**TASK GOAL**. Copy the lines from the one holding "mark the region of the blue" through the one holding "[[85,66],[163,51],[163,0],[1,2],[0,33],[28,53],[38,41],[60,45]]", inclusive, swapping "separate parts" for "distinct pieces" and leaving everything else unchanged.

---+---

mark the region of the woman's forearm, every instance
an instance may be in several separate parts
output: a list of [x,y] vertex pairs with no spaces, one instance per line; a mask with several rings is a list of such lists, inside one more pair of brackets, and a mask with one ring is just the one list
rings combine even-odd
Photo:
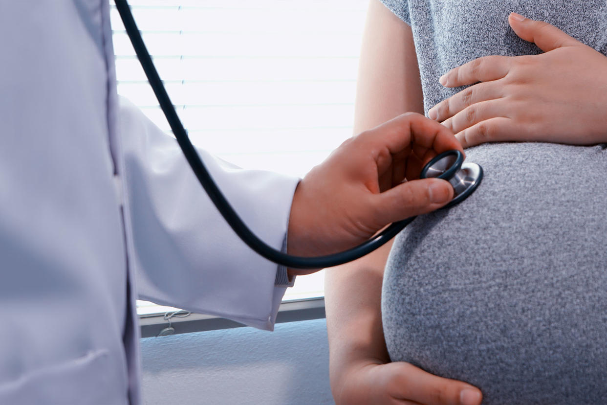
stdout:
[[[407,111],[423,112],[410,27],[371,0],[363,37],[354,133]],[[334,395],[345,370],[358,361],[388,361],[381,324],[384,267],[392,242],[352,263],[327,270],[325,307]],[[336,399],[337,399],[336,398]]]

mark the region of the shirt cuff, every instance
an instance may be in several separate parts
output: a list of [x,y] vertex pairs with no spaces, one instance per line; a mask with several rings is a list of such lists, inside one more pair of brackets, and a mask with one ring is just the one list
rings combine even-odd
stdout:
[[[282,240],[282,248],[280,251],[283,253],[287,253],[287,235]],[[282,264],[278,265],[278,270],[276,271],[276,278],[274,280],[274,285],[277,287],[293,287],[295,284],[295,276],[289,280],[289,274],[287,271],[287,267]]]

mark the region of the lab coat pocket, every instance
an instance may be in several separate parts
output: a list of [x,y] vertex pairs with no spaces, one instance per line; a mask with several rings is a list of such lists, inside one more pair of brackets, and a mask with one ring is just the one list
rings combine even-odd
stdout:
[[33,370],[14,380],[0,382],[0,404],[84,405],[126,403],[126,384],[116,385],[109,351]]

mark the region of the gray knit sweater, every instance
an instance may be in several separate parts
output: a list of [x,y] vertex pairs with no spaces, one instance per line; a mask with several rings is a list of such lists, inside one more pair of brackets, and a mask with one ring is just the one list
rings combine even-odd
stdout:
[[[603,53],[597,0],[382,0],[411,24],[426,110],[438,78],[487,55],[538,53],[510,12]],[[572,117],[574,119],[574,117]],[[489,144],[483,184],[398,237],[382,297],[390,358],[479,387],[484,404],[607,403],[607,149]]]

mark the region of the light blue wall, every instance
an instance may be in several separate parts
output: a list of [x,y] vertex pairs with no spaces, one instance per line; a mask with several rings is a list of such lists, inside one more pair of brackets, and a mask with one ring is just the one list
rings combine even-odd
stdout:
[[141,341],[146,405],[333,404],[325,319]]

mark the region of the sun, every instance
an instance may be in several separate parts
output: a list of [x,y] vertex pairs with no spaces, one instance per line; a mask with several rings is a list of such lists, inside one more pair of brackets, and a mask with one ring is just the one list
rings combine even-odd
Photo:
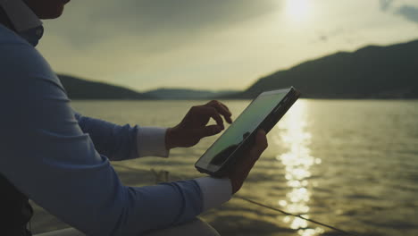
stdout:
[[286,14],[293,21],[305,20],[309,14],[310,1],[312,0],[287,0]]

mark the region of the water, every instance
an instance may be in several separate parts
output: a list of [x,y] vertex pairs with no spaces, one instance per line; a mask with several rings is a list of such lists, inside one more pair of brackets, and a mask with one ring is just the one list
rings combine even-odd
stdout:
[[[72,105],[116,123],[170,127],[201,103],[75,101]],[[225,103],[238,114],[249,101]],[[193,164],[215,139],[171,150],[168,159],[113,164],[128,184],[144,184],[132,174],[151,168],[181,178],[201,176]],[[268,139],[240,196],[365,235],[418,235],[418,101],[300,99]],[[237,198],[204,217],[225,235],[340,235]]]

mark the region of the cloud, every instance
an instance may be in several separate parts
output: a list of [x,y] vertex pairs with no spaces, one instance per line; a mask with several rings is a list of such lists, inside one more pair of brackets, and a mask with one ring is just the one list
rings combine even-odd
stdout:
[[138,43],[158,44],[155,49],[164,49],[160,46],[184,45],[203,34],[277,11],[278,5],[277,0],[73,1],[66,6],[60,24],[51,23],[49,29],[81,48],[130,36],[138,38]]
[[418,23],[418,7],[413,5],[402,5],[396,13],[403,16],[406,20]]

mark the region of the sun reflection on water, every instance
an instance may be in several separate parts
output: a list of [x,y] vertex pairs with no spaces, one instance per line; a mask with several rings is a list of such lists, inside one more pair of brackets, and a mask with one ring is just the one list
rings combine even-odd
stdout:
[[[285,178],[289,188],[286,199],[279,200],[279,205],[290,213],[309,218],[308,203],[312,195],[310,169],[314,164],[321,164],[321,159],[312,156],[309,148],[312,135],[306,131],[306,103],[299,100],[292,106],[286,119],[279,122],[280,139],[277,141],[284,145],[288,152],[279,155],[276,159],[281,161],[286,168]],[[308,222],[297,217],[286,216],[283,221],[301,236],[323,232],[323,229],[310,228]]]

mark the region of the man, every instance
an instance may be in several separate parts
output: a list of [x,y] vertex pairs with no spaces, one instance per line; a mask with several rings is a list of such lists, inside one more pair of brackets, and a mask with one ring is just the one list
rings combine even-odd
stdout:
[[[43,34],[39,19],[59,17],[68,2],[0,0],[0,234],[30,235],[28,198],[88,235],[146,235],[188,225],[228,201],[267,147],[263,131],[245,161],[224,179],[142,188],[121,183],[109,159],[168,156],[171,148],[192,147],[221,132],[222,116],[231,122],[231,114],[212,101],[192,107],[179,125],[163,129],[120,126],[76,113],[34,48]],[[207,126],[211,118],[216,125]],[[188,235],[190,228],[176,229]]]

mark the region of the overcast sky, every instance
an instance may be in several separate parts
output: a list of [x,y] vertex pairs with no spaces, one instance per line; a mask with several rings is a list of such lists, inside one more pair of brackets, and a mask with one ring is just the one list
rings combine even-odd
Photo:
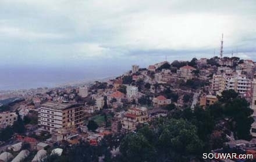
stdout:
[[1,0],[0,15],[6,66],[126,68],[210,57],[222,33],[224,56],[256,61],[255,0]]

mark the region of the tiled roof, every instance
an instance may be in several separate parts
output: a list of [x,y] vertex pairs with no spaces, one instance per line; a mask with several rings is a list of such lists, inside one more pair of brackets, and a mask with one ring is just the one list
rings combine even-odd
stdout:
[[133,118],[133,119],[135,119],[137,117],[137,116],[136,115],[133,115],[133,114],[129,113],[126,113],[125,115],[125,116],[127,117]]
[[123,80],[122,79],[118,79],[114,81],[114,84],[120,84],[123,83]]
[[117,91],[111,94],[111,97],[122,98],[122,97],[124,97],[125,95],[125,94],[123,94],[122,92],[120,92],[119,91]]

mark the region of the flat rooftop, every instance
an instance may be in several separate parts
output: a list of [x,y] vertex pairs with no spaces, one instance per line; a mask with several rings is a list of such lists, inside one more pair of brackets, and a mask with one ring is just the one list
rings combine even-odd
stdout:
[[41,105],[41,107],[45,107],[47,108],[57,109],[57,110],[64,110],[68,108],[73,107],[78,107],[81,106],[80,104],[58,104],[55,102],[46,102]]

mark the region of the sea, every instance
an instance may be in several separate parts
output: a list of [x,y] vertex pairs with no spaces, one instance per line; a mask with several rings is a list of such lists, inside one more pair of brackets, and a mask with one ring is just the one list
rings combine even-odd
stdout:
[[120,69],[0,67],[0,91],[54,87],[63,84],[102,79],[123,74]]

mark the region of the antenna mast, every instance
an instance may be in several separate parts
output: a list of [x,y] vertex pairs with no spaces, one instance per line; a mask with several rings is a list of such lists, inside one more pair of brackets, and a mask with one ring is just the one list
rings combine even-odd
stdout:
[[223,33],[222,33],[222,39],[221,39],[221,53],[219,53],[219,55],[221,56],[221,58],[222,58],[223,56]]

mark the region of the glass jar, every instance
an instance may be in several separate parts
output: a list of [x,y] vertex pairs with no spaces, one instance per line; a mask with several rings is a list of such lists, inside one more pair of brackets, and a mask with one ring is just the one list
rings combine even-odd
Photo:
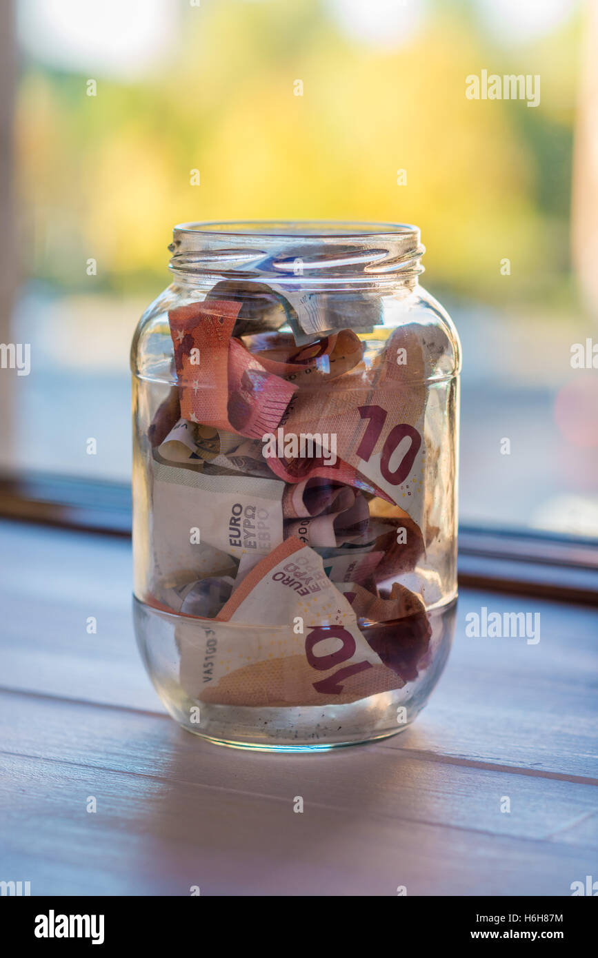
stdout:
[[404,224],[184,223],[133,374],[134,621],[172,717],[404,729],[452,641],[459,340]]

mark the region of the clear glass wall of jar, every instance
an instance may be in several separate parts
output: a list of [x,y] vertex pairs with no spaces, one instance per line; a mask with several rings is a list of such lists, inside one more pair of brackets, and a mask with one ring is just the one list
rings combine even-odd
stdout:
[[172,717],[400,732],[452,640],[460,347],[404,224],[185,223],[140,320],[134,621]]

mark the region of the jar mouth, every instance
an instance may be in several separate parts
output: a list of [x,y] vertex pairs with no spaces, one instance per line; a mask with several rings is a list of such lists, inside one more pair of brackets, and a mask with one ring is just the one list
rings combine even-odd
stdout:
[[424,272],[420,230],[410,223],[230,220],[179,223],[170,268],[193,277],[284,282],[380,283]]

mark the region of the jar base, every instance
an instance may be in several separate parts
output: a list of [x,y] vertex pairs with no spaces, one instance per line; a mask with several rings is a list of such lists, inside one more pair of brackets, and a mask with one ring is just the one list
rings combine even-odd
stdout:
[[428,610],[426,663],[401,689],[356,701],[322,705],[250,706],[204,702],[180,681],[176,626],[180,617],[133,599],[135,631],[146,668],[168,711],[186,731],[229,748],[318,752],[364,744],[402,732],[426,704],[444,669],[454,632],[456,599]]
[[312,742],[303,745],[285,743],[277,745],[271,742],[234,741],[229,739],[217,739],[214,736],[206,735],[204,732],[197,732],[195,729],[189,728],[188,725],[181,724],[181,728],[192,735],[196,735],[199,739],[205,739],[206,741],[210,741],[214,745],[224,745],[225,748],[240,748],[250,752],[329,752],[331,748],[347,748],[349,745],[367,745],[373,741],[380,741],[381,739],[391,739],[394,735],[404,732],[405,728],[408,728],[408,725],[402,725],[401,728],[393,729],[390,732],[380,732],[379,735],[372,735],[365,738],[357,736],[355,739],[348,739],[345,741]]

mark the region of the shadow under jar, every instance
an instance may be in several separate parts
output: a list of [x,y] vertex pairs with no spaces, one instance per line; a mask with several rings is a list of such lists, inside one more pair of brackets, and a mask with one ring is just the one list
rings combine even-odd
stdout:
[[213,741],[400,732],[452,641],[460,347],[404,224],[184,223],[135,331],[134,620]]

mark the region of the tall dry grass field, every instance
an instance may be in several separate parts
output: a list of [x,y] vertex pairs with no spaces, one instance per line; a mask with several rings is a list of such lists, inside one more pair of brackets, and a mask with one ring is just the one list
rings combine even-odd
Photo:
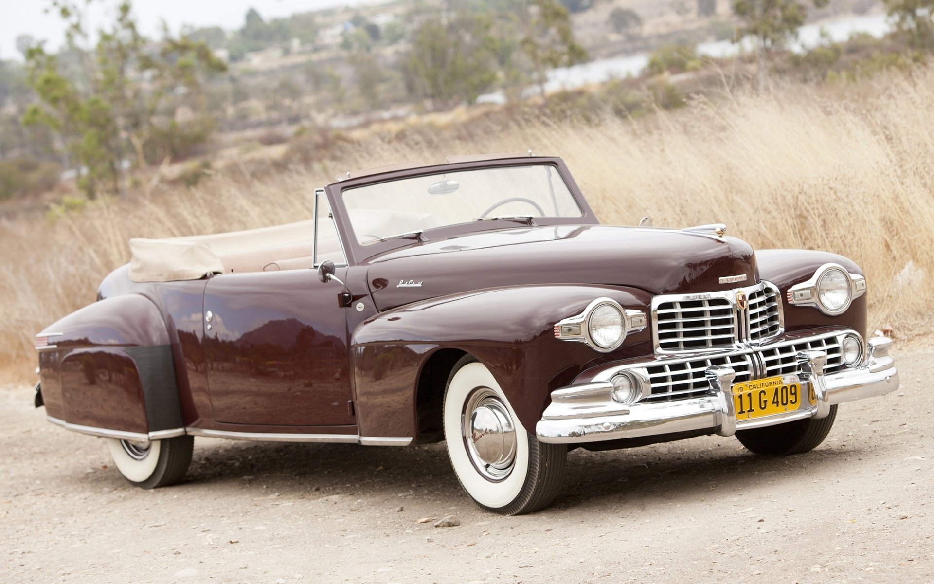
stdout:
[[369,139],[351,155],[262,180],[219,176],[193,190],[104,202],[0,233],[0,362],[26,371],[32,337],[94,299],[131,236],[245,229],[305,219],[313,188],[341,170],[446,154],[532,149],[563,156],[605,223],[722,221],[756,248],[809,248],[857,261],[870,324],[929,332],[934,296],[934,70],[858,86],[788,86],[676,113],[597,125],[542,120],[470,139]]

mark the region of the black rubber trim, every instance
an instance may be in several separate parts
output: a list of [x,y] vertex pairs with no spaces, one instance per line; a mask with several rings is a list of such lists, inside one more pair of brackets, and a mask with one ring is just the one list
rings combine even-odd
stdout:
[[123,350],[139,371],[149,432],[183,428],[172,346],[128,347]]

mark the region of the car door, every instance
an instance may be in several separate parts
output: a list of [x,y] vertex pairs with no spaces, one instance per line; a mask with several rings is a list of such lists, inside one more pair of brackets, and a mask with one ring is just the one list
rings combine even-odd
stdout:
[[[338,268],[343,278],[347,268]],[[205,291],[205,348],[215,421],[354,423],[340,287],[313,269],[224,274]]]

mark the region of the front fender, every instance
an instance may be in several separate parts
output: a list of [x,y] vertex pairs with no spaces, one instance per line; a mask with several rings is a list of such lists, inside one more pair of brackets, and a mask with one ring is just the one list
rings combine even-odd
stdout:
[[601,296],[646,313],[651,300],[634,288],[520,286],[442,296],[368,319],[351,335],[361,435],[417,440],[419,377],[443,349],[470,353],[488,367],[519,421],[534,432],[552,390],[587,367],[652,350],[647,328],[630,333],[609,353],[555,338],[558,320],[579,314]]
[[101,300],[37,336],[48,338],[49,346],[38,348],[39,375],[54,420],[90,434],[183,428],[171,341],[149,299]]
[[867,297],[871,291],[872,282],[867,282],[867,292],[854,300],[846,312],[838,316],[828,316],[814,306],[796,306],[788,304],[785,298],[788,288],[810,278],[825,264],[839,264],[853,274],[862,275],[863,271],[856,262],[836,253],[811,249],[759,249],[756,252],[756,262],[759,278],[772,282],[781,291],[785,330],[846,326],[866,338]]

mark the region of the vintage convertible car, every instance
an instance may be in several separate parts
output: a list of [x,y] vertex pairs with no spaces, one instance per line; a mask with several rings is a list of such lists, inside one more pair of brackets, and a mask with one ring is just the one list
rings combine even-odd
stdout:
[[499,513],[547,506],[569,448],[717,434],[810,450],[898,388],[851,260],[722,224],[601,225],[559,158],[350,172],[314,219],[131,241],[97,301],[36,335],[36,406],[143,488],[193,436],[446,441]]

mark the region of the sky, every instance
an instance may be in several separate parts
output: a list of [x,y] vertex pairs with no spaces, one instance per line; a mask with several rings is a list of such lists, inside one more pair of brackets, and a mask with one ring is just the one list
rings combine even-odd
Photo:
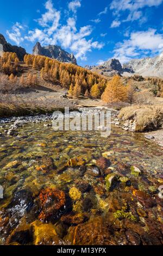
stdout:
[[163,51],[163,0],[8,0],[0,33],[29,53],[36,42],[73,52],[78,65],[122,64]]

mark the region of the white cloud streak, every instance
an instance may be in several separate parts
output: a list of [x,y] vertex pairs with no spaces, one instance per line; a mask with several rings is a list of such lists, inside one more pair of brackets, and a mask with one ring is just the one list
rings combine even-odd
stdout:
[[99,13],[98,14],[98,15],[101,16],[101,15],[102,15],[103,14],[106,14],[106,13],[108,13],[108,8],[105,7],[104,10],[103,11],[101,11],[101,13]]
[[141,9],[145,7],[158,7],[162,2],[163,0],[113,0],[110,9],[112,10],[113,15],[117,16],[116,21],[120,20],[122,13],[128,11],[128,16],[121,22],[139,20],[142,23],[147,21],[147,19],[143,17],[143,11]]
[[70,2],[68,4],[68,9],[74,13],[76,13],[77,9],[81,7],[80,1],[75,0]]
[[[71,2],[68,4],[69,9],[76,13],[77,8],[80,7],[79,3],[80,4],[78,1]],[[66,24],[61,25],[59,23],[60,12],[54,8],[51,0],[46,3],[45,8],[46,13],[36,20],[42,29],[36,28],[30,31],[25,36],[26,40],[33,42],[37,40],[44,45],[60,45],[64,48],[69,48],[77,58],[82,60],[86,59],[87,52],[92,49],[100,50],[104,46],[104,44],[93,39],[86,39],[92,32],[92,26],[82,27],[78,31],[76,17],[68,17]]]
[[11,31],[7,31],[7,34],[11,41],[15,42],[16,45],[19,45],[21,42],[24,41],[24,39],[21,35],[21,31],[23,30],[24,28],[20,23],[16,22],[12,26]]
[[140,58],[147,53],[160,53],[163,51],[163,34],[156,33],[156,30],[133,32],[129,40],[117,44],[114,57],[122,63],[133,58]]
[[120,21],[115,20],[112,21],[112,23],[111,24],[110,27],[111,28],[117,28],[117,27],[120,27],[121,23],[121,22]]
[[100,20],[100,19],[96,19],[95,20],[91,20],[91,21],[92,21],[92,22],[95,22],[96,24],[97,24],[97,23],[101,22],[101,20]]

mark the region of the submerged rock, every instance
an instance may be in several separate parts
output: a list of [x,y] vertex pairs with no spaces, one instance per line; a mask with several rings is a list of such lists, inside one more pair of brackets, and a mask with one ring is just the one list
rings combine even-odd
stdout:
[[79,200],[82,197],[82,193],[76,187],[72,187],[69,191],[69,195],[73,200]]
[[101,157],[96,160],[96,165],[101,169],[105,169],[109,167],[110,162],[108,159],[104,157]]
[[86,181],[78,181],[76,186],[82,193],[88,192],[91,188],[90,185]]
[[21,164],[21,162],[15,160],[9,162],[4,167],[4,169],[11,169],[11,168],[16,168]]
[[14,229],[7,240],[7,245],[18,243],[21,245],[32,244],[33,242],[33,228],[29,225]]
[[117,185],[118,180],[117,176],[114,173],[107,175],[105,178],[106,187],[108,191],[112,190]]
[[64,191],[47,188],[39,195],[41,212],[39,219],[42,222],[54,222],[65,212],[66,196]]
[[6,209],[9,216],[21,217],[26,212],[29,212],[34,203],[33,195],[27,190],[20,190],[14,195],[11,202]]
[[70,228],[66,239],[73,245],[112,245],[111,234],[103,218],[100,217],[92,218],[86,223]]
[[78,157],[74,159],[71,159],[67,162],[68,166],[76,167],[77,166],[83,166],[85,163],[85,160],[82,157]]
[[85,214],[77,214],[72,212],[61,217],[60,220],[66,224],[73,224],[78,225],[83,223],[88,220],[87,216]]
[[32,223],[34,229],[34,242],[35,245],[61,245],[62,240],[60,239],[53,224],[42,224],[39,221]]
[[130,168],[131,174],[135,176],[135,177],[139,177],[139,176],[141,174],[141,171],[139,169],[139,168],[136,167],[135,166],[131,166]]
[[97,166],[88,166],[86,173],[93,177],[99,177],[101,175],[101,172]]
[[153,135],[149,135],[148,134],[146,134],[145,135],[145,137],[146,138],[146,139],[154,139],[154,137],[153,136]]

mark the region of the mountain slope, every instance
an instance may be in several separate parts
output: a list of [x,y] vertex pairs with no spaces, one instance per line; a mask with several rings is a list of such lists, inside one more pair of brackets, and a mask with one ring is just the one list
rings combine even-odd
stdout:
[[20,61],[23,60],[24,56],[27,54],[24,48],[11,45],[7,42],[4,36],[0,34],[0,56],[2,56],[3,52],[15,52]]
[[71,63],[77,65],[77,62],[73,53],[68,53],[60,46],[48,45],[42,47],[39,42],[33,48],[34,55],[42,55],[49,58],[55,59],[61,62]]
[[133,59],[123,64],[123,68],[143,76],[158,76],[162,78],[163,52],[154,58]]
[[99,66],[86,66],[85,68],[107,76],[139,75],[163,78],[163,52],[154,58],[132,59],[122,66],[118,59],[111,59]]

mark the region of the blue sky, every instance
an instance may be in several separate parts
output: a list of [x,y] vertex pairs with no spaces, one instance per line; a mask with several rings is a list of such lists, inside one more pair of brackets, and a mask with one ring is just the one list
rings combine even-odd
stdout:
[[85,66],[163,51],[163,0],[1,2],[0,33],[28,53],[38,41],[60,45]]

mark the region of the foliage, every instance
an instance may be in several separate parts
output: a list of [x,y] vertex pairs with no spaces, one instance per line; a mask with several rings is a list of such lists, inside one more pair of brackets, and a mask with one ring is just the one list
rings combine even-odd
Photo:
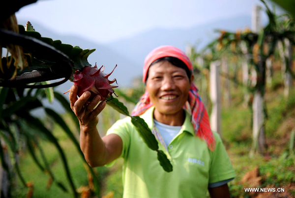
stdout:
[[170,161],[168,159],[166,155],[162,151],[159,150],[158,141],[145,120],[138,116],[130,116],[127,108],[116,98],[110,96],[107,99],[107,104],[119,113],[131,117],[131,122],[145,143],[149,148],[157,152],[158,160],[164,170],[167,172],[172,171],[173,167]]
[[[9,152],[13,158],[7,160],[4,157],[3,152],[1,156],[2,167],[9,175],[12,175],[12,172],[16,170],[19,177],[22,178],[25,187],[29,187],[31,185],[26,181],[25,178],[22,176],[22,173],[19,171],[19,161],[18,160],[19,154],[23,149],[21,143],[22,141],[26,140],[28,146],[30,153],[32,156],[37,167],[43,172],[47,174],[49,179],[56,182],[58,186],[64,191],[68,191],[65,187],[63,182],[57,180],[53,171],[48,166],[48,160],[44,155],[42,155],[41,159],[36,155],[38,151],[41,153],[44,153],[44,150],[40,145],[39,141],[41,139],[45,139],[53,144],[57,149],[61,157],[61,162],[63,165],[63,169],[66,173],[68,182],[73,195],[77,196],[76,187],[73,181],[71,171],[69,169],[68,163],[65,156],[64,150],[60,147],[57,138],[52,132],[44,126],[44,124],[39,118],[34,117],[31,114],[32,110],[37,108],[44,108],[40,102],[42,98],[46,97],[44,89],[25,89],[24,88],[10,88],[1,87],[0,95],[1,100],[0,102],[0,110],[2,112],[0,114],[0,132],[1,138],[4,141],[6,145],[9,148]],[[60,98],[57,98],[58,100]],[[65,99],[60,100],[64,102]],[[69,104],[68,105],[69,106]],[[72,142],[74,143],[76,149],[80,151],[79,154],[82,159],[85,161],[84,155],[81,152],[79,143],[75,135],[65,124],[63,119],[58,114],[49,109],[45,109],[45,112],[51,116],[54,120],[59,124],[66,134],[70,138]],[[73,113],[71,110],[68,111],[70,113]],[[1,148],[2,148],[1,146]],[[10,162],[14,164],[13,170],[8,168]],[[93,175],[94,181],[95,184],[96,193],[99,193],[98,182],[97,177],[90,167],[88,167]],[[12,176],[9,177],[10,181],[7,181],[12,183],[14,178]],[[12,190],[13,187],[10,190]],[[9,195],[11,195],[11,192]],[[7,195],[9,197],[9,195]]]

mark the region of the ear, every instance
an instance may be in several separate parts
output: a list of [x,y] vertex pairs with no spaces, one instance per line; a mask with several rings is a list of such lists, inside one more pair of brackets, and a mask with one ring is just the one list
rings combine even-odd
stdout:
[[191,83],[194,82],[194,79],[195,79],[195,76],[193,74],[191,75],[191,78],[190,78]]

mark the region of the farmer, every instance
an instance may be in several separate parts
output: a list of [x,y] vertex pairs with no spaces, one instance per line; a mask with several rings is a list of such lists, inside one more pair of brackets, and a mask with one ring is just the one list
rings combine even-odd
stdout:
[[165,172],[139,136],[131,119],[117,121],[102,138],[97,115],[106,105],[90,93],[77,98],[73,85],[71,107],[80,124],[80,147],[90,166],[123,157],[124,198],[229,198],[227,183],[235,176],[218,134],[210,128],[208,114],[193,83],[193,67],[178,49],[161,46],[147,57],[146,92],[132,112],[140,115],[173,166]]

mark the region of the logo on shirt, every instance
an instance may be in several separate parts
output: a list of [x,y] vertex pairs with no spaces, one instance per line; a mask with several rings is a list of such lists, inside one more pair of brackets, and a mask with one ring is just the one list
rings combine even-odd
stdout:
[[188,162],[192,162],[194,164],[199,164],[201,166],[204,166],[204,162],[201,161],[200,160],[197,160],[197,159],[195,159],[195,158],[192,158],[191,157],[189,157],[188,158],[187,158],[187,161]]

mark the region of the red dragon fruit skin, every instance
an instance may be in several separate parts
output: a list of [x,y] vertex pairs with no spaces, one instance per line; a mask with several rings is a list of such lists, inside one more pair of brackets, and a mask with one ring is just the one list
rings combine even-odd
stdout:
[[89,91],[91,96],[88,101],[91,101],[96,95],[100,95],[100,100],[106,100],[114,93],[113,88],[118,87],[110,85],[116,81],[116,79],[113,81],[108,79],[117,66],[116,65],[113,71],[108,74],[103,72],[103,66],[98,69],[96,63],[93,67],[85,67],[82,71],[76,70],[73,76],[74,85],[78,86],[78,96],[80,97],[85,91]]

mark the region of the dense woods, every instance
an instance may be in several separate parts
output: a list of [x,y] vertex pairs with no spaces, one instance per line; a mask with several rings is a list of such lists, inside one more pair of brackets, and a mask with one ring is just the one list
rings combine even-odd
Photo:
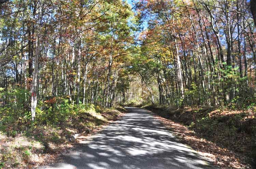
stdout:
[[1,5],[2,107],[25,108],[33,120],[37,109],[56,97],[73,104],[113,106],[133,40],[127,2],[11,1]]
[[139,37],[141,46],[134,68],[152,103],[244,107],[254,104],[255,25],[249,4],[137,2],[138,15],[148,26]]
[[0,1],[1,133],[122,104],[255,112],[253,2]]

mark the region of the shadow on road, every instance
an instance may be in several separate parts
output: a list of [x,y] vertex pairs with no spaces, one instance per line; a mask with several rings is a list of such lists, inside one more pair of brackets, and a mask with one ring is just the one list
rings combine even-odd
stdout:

---+---

**RESPONSE**.
mark the region of the blue sky, every instance
an instance may be in several distinct pieces
output: a list of [x,y] vertex pairs with no spaces, one instance per line; a mask with several rings is a list of such lists, inside one more pair of brackets, and a mask with one ring is just the one list
rings combine even-odd
stdout:
[[85,66],[163,51],[163,0],[1,2],[0,33],[28,53],[38,41],[60,45]]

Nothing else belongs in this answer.